On the other hand, I can not reproduce it with a basic custom struct or with Measurements.jl:

julia> module MyModule
           function foo(v)
               w = zero.(v)
               for i ∈ eachindex(w)
                   w[i] += v[i]*v[i]
               end
               return w
           end
           export foo
       end
Main.MyModule

julia> using .MyModule, Measurements, BenchmarkTools

julia> v = measurement.(rand(10_000));

julia> @btime foo($v);
  348.917 μs (2 allocations: 312.58 KiB)

julia> function MyModule.foo(v)
           w = zero.(v)
           for i ∈ eachindex(w)
               w[i] += v[i]*v[i]
           end
           return w
       end

julia> @btime foo($v);
  348.993 μs (2 allocations: 312.58 KiB)

So perhaps it is related to IntervalArithmetic.jl?..

I had some time to investigate a bit: it seems to be a problem with the multiplication *:

module MyModule
    function foo(x)
        for i ∈ 1:10
            x * x
        end
        return nothing
    end
    export foo
end

using .MyModule, IntervalArithmetic, BenchmarkTools

x = @interval(π);

@btime foo($x); # 1.458 μs (60 allocations: 960 bytes)

It looks like there are 6 extra allocations per multiplication. These allocations disappear after redefining the function foo.

@dpsanders should I move this discussion on IntervalArithmetic.jl by filing an issue?

Yes, please. Thanks!

I still don’t understand why redefining the function makes any difference, though.

Could it possibly be related to this issue?
https://github.com/JuliaLang/julia/issues/35537
You can check if inferernce fails in the same way as in the issue

1 Like

I do not think it is (note: I did not dive in with Cthulhu.jl since I am not comfortable with the package to really make sense of the outputs).

I ran the following:

module MyModule
    foo(x) = x*x
    export foo
end

using Test, .MyModule, IntervalArithmetic, BenchmarkTools

x = @interval(π);

@btime foo(Ref($x)[]);
# 137.597 ns (6 allocations: 96 bytes)

@inferred foo(x)
# [9.8696, 9.86961]

@code_typed optimize=false foo(x)
# CodeInfo(
# 1 ─ %1 = (x * x)::Interval{Float64}
# └──      return %1
# ) => Interval{Float64}

Here @inferred did not raise an error.

Let me know if I overlooked something :slight_smile: .

EDIT:
Here is a link to the issue on GitHub: https://github.com/JuliaIntervals/IntervalArithmetic.jl/issues/435#issue-789164595

Despite the fact that the MWE is associated with IntervalArithmetic.jl, it is still not clear wether it is a Julia issue (especially the mystery around redefining the function).

Required task 1 =>
In the forum thread on Julia interval multiplication, how many extra allocations per multiplication are reported?
Required task 2 =>
Reproduce the stretch of the forum thread on Julia interval multiplication from "It looks like" through "Yes, please. Thanks!", word for word.
Required task 3 =>
Take the forum thread on Julia interval multiplication further, continuing from its final sentence.
The data that follow come from a separate source.

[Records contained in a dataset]
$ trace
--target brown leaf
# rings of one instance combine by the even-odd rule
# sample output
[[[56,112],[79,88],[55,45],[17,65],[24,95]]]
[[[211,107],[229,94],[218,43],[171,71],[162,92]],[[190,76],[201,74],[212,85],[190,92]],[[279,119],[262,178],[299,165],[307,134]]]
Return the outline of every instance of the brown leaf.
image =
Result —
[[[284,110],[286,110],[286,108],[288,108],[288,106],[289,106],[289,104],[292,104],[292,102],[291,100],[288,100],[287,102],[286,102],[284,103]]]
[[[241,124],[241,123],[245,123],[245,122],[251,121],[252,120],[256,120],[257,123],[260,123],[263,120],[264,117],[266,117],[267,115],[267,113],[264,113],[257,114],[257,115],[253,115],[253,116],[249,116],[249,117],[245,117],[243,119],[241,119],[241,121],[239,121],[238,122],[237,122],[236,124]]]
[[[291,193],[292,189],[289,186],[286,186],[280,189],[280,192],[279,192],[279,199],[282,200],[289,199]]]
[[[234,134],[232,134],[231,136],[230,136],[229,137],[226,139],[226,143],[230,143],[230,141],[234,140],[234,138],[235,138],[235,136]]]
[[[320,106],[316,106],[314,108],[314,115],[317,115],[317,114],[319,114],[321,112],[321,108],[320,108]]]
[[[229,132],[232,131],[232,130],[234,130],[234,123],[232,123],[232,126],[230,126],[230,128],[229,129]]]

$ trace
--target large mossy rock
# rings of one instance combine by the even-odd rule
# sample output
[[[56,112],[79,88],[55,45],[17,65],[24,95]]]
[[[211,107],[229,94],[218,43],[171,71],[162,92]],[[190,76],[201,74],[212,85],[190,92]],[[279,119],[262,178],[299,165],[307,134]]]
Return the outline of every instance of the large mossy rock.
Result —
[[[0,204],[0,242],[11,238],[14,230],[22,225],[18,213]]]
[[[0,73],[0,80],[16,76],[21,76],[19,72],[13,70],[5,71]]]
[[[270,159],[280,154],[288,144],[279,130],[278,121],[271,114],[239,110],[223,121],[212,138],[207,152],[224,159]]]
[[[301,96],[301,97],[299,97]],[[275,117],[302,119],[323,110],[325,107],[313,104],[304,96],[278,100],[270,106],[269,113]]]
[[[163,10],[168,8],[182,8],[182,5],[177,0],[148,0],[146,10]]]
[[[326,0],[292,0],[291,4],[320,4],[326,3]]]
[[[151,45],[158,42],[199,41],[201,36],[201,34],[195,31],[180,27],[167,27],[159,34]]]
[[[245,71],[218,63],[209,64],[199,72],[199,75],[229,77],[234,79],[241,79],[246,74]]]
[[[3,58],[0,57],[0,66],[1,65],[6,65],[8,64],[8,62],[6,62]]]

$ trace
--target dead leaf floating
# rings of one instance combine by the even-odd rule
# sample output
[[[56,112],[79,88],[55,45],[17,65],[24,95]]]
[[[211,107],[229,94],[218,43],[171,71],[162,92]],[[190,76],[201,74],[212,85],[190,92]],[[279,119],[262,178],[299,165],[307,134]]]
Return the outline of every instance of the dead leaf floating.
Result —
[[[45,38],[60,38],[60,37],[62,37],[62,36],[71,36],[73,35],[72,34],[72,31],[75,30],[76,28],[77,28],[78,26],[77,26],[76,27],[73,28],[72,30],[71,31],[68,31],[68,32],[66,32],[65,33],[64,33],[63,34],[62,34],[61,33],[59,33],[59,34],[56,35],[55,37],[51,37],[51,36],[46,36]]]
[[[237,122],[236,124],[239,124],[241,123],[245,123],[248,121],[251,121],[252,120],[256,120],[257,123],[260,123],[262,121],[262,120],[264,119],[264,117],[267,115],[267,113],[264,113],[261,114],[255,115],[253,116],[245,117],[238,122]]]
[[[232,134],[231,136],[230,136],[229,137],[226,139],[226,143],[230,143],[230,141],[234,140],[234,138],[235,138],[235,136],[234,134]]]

Right answer 1 =>
Six extra allocations per multiplication.

Right answer 2 =>
It looks like there are 6 extra allocations per multiplication. These allocations disappear after redefining the function foo.

@dpsanders should I move this discussion on IntervalArithmetic.jl by filing an issue?

Yes, please. Thanks!

Right answer 3 =>
Furthermore, if one does not call foo(x) before redefining foo in the REPL then the problem persists. I guess calling foo(x) triggers compilation and then redefining the function does … something …

FWIW, there seems to be quite a difference in the output of @code_native foo(x) before and after redefining the function (assuming we triggered compilation as discussed in the previous paragraph).
Perhaps this might mean something to an expert? I can not make much sense of @code_native output :frowning: .

Not sure, but could be related to the fact that for functions which end up recursing back on themselves, there’s some limits on inference than can cause you to get different results depending on the order you call things in in a given session. See e.g. this blog post. It could be that redefining the function triggers inference in a different order than the original, making it work.

If its this, in theory this could be solved with the right precompile directive, not that its necessarily easy to figure out which. Or perhaps by rewriting whatever is the offending recursive function in IntervalArithmetic to recurse in a way thats more friendly to the Julia compiler (in general, this means the arguments to each recursive call should have less deeply nested parametric types and shorter tuples than the original arguments, never the opposite).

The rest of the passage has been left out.